### Arbeitsaufträge
A) Nennen Sie alle Zahlen, die im folgenden Text über das Brüsseler Planspiel in Ziffern geschrieben sind.
B) Ermitteln Sie in den folgenden Zeilen jede, die die Zeichenfolge „instance“ enthält, und schreiben Sie diese vollständig ab. Groß- und Kleinschreibung ist dabei zu beachten.
::: Vorliegender Text
Ein Montagmorgen in Brüssel. Die EU-Bürokratie kommt auf Touren.

Ein Montagmorgen in Brüssel. Die EU-Bürokratie kommt auf Touren. Tausende Dienstzimmer in der belgischen Metropole füllen sich mit Beamten, die Europa regulieren sollen. Regulieren, das ist vor allem die Suche nach dem Kompromiss, denn die nationalen Autoritäten regieren mit. Sie vertreten in der europäischen Hauptstadt ihre Interessen und streiten auch dafür. In einem Tagungsraum im Brüsseler Charlemagne-Building herrscht an diesem Montag seltene Einigkeit. 45 Schüler aus Euroland - jeder der 15 EU-Mitgliedsstaaten ist mit einer dreiköpfigen Delegation vertreten - simulieren eine Sitzung der EU-Umweltkommission. Für die 17- bis 20-Jährigen - darunter zwei Schülerinnen des Berliner John-Lennon-Gymnasiums - ist die Veranstaltung weit mehr als ein Planspiel. Sie nehmen die Sitzung erstaunlich ernst, haben sich wochenlang auf ihre Redebeiträge vorbereitet. Sie haben Verkehrsstatistiken gewälzt, neue Theorien über den Treibhauseffekt studiert und sich in das sperrige Thema der genveränderten Lebensmittel eingearbeitet. "Wir Politiker", sagt die deutsche Delegierte Laura Kaiser, "wir Politiker brauchen Fakten, wenn wir entscheiden sollen."
::::::
::: Quellenmaterial
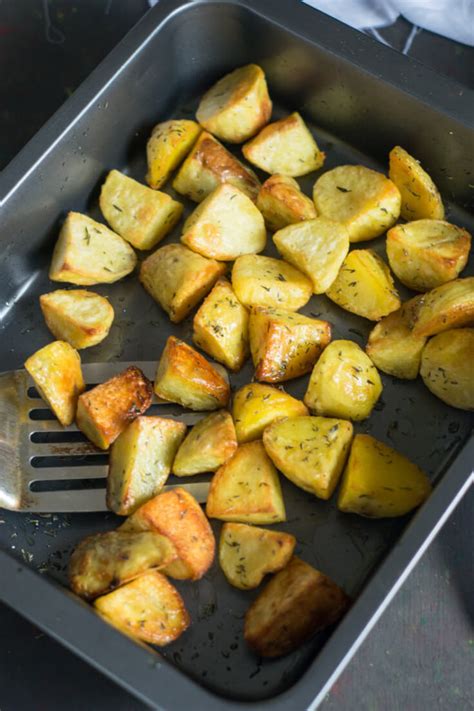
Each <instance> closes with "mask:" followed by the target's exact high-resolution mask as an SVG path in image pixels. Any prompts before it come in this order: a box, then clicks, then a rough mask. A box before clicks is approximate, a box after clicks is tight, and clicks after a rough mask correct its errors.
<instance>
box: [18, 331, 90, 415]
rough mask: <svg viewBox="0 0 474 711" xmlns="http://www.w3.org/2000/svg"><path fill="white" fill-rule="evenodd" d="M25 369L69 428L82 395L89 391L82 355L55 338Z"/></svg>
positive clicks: (28, 364) (27, 359) (73, 349)
mask: <svg viewBox="0 0 474 711" xmlns="http://www.w3.org/2000/svg"><path fill="white" fill-rule="evenodd" d="M25 368H26V370H27V371H28V373H29V374H30V375H31V377H32V378H33V380H34V383H35V386H36V388H37V390H38V392H39V394H40V395H41V397H42V398H43V400H44V401H45V402H46V404H47V405H49V407H50V408H51V409H52V411H53V412H54V414H55V415H56V417H57V418H58V420H59V422H60V423H61V424H62V425H64V427H68V426H69V425H70V424H72V422H73V421H74V417H75V414H76V408H77V400H78V398H79V395H80V394H81V393H82V392H83V391H84V390H85V387H86V386H85V383H84V379H83V377H82V370H81V358H80V356H79V353H78V352H77V351H76V350H74V348H73V347H72V346H71V345H69V343H65V342H64V341H53V342H52V343H48V345H47V346H44V348H40V349H39V351H36V353H33V355H31V356H30V357H29V358H28V359H27V360H26V361H25Z"/></svg>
::::::
### Lösungen im Einzelnen
A) 45, 15, 17, 20

B)
Each <instance> closes with "mask:" followed by the target's exact high-resolution mask as an SVG path in image pixels. Any prompts before it come in this order: a box, then clicks, then a rough mask. A box before clicks is approximate, a box after clicks is tight, and clicks after a rough mask correct its errors.
<instance>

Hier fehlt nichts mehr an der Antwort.